* Stored items from a collection:
* * *

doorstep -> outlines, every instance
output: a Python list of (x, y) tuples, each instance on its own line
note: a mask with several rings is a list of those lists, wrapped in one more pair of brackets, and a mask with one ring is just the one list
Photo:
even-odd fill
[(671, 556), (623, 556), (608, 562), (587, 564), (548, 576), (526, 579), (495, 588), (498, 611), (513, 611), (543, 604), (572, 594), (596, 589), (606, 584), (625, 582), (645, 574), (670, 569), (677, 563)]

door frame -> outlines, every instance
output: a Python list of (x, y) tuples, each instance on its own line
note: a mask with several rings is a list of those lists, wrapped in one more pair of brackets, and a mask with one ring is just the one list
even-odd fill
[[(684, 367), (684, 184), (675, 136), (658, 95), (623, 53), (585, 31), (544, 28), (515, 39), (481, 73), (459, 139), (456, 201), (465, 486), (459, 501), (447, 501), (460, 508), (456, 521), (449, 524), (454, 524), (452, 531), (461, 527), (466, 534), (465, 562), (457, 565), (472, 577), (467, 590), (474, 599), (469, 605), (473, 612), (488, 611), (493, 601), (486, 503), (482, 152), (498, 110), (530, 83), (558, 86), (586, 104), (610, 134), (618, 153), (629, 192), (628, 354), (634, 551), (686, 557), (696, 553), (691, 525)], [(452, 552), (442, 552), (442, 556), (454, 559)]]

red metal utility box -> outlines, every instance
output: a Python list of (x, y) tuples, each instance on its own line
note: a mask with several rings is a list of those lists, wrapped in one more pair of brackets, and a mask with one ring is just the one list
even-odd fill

* * *

* WHAT THE EXERCISE ASKS:
Put each line of the records above into a numbered list, skipping any blank lines.

* ANSWER TO THIS TASK:
1. doorstep -> outlines, every instance
2. output: a Python list of (x, y) tuples, each instance on its own line
3. note: a mask with several rings is a list of those lists, wrapped in one more pair of brackets, and a mask with one ring is just the one list
4. Photo:
5. even-odd fill
6. [(671, 556), (623, 556), (608, 562), (587, 564), (548, 576), (526, 579), (495, 588), (498, 611), (513, 611), (543, 604), (572, 594), (596, 589), (606, 584), (625, 582), (645, 574), (670, 569), (677, 563)]
7. door frame -> outlines, every instance
8. output: a Python list of (x, y) tuples, each instance on its own line
9. note: a mask with several rings is a list of those lists, wrapped in one more pair of brackets, and a mask with one ring is just the one list
10. even-odd fill
11. [[(684, 367), (684, 184), (675, 136), (658, 95), (623, 53), (585, 31), (544, 28), (515, 39), (481, 73), (459, 139), (456, 201), (465, 486), (459, 501), (447, 501), (460, 508), (456, 521), (449, 524), (454, 524), (452, 531), (461, 527), (466, 534), (465, 562), (457, 565), (472, 577), (467, 590), (474, 599), (469, 605), (473, 612), (488, 611), (493, 601), (486, 503), (482, 152), (498, 110), (530, 83), (558, 86), (586, 104), (610, 134), (618, 153), (629, 192), (628, 354), (634, 551), (686, 557), (696, 553), (691, 525)], [(452, 552), (442, 552), (442, 556), (454, 559)]]
12. red metal utility box -> outlines, every instance
13. output: a Python list of (x, y) tuples, each instance on its own line
14. note: a mask with several rings is a list of those lists, wrapped in one more pair of brackets, and a mask with one ring is just the one list
15. even-odd fill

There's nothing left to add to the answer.